_Page extract_:
+ + + + + + +

I was never taught how to cook, nor did I have the urge to learn until later in life.
My mother preferred to shield us from too many household chores, letting kids be kids and all that, and I suspect after a full day at work it was easier for her to just do it herself.
Unfortunately, as a young adult, this left me unprepared for meals beyond breakfast — which served as dinner many a night.
Without fast food, bacon and eggs, Kraft dinner, pizza pops and frozen french fries, I’m not sure what I would have survived on.
Despite this limited repertoire, I still didn’t learn to cook until much later in life and found it a miracle to watch people pull together multi-dish Christmas dinners.
How the potatoes, gravy, yams, veggies and bird all managed to arrive steaming hot on the table at the same time appeared to be a talent restricted to mothers and grandmothers; I couldn’t even manage to successfully reproduce chili.
I followed my dad’s recipe — cooking ground beef, dumping in a can of tomatoes, beans, celery, mushrooms, onion and a bit of chili powder. Yet after stirring it together and immediately dishing it out, my roommate and I couldn’t understand why it tasted so bad.
I eventually learned like many good things, most food needs time to achieve its full potential, something obvious to anyone with a sliver of cooking know-how.
So, little wonder it took years before I was confident enough to tackle meals that called for using more than one part of the stove at a time.
It was a press package from Butterball that arrived at the newspaper one year that eventually gave me the confidence to tackle a turkey dinner.
I still have the four pages of cooking tips, compiled from 200,000 calls to the Butterball Turkey Talk-Line, circa 1996. Available online now, it outlines how to thaw a turkey, how long to cook it, the great basting debate and how to tell when it’s done.

+ + + + + + +

(Dataset entries)
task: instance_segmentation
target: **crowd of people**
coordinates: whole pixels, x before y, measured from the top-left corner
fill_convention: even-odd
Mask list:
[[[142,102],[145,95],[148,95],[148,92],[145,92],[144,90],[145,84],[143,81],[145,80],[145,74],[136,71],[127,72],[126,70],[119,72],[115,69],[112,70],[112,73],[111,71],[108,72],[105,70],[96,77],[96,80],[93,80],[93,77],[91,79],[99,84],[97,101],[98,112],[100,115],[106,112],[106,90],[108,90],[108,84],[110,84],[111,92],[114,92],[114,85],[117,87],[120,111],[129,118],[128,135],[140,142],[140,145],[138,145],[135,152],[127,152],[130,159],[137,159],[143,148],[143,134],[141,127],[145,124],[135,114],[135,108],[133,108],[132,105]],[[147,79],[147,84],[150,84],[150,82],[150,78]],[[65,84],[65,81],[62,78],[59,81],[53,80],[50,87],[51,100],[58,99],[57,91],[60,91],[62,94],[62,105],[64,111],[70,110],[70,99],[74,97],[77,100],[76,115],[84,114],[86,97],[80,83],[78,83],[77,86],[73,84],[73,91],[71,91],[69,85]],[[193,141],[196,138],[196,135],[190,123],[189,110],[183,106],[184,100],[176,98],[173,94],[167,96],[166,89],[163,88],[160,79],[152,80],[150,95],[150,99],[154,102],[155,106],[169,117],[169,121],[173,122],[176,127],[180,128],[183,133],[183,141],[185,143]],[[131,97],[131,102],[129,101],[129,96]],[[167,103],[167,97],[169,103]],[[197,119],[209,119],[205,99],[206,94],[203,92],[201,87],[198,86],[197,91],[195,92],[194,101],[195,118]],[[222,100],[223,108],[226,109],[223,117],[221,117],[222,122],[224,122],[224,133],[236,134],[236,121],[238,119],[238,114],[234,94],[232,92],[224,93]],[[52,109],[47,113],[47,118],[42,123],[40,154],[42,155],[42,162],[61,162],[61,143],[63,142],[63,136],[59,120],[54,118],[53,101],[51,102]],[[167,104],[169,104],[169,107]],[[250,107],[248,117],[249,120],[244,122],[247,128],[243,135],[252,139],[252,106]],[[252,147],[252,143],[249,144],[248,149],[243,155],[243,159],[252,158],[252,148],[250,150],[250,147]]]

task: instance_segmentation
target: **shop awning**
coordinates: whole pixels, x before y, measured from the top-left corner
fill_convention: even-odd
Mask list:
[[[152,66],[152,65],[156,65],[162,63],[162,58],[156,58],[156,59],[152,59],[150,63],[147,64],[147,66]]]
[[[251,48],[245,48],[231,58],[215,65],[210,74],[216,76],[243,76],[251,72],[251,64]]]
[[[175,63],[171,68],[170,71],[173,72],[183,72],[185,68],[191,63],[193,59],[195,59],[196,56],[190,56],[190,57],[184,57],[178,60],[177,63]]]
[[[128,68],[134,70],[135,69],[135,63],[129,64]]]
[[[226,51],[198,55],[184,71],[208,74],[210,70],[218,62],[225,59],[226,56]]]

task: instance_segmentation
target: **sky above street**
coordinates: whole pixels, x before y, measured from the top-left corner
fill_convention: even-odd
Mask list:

+ + + + + + +

_Questions on the material_:
A – In the essay on learning to cook, what does the author say was the reason the chili tasted so bad? Answer in one to three sentences.
B – Continue the essay on learning to cook from the point where it ends.
The dataset entries come from a source separate from the essay on learning to cook.

_Answers to the problems_:
A – The author and the roommate dished the chili out immediately after stirring the ingredients together. The author later learned that most food needs time to achieve its full potential.

B –
Roasting a turkey turned out to be nearly idiot-proof — rub it with olive oil and herbs, stick it in the oven and when the legs pull off (meat thermometer also works), dig in.
Carving still remains an unmastered talent, it always ends a shredded mess under my knife and gravy is another part of Christmas dinner best left to someone else.
Regardless how simple turkey is, the whole meal is a big undertaking, and with so many hands available, what better time to encourage young cooks with a lesson? It is also an opportunity to return the focus of the holiday to family togetherness, rather than who got what.
I’m lucky my stepkids were encouraged since childhood by their patient father to help in the kitchen and are all great cooks.
During a recent visit, one stepdaughter and her boyfriend took command of the kitchen, preparing the entire meal and clean-up after while I sat in the La-Z-Boy.
Grandma and Mom might have seemed like Wonder Woman at Christmas, but you never saw them put their feet up after the troops were fed.
Some early lessons in life are worth the extra effort.